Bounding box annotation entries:

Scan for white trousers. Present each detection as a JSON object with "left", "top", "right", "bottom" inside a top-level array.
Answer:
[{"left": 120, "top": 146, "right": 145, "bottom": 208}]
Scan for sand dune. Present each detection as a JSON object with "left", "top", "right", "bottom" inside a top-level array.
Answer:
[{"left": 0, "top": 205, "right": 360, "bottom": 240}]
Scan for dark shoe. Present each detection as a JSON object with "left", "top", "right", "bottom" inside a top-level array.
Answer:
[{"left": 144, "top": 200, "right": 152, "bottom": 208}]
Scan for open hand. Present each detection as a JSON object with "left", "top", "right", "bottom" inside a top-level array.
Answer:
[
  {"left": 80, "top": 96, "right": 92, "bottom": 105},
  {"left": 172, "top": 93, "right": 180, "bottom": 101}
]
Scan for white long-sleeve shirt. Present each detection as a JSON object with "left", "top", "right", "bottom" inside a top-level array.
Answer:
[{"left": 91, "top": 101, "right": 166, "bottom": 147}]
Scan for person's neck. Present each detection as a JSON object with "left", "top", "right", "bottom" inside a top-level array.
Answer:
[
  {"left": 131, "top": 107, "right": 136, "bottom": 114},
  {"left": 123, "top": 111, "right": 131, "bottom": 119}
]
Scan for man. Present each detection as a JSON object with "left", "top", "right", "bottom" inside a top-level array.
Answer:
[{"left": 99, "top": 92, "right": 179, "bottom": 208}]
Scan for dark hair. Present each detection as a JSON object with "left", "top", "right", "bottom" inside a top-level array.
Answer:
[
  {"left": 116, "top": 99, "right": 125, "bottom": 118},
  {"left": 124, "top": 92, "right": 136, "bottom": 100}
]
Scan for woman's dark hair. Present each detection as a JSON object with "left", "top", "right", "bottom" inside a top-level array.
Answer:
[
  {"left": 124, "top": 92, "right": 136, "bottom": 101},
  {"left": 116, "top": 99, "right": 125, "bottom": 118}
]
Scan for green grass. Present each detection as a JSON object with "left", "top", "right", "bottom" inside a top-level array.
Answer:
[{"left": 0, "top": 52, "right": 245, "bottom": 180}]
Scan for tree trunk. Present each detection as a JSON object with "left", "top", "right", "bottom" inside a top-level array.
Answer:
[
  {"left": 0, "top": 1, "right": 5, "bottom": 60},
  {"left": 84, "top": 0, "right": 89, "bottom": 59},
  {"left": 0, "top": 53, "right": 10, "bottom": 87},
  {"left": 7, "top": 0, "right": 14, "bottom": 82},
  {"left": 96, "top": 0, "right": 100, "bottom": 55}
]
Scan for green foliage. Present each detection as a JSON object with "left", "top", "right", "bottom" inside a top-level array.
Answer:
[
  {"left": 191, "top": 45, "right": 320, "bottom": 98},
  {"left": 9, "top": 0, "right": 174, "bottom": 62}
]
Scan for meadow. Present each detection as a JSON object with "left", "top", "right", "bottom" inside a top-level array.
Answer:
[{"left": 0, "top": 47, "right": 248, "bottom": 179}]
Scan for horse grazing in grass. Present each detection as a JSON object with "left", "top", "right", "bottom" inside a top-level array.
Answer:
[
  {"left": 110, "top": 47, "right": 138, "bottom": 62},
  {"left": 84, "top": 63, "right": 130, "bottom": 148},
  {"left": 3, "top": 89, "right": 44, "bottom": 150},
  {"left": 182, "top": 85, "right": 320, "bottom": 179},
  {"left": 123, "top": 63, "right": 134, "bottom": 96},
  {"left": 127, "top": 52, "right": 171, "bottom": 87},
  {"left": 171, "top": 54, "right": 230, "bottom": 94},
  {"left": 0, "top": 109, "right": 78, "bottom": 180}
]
* * *
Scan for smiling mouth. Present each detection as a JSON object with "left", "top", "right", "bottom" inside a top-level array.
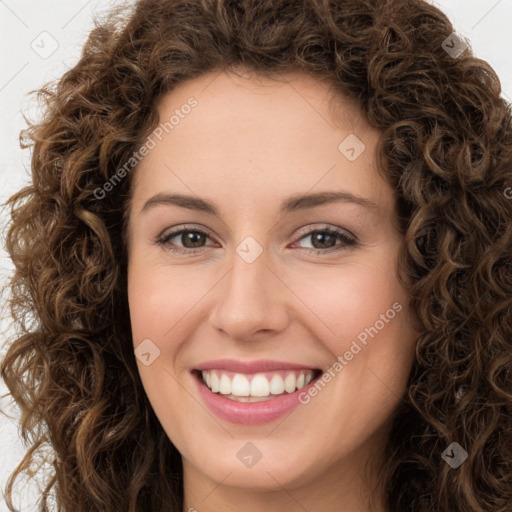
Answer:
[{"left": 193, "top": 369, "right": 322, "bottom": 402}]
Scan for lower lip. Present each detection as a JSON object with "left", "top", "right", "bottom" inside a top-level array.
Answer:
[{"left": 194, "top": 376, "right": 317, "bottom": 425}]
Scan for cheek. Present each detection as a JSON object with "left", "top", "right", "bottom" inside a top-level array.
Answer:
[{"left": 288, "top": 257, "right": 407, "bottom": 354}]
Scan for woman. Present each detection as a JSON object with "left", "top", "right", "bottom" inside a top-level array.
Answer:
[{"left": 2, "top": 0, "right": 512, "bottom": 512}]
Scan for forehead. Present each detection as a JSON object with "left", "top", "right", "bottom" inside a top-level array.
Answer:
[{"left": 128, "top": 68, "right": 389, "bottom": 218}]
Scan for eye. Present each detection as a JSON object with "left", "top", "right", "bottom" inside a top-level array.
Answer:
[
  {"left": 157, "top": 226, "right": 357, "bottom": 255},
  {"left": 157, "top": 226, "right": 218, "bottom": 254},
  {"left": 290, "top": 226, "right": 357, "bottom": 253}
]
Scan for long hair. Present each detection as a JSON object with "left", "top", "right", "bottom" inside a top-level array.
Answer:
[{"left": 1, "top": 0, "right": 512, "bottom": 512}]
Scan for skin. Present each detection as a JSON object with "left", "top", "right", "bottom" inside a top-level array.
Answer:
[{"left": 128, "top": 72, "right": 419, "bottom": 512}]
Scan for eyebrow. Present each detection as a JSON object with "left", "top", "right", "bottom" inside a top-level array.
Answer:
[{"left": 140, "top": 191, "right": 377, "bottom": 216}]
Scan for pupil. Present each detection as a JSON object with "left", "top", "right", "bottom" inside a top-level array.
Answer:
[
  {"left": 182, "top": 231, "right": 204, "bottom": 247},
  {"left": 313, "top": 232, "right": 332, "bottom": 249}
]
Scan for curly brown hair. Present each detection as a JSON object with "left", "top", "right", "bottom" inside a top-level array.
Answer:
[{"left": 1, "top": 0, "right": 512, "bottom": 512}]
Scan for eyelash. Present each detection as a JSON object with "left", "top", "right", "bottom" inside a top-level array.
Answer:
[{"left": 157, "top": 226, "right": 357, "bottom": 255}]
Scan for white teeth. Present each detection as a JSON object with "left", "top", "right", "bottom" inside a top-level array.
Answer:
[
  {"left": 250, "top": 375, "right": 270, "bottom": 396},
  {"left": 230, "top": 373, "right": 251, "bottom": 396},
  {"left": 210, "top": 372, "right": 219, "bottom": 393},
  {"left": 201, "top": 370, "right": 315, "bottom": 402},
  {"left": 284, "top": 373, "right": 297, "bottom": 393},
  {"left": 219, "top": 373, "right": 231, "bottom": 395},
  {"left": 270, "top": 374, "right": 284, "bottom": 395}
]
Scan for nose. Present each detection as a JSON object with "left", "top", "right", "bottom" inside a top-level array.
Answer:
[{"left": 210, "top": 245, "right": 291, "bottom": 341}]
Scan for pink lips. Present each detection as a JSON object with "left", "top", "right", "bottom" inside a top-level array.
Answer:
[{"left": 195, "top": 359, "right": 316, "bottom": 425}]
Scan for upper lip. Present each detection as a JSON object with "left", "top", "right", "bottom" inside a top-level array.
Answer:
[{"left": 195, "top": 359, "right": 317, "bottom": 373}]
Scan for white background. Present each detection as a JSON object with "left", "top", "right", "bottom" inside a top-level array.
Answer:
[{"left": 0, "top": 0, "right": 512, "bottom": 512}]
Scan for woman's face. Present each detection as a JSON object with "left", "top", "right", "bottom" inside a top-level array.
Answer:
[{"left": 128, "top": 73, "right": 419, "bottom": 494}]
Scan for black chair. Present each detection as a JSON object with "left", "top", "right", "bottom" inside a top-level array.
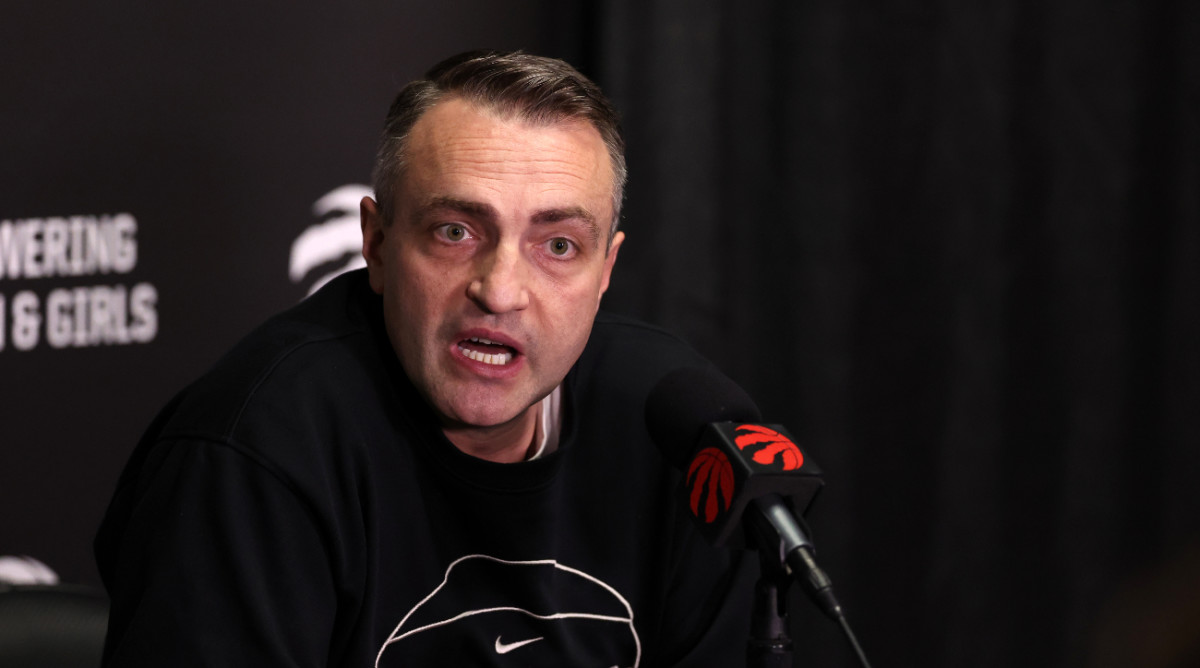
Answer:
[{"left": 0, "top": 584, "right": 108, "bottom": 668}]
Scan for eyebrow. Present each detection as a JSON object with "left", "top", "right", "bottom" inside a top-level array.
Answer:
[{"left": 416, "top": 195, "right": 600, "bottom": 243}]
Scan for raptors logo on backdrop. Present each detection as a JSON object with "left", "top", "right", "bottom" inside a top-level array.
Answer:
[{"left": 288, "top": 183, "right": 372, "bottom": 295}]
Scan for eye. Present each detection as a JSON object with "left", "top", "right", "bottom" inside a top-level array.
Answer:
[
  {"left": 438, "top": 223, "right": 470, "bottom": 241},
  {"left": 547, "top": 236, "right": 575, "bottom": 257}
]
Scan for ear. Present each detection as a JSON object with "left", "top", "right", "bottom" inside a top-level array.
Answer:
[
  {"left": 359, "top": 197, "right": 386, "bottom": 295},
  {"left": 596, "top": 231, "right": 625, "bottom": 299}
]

▶ _Written instruction_: Please tally how many lines in the records above contain the word "grass". Reply with the number alone.

▶ _Exercise answer_: 2